[Rows from a dataset]
◇ ◇ ◇ ◇ ◇ ◇ ◇
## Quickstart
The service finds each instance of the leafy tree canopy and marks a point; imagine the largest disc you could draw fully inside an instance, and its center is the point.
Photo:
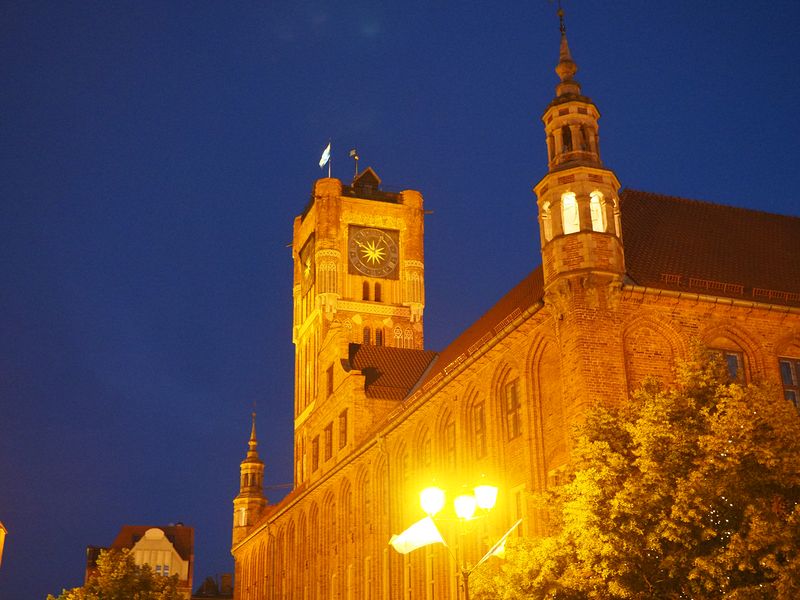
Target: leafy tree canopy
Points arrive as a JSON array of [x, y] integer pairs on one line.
◇ ◇ ◇ ◇ ◇ ◇ ◇
PROBLEM TO WORK ON:
Which lines in the data above contain the string "canopy", matching case? Copy each of those lines in full.

FULL ANSWER:
The service finds each instance of the leafy tree canopy and marks a point; imagine the largest disc you could draw fully inside an instance, and its center is the point.
Target: leafy tree canopy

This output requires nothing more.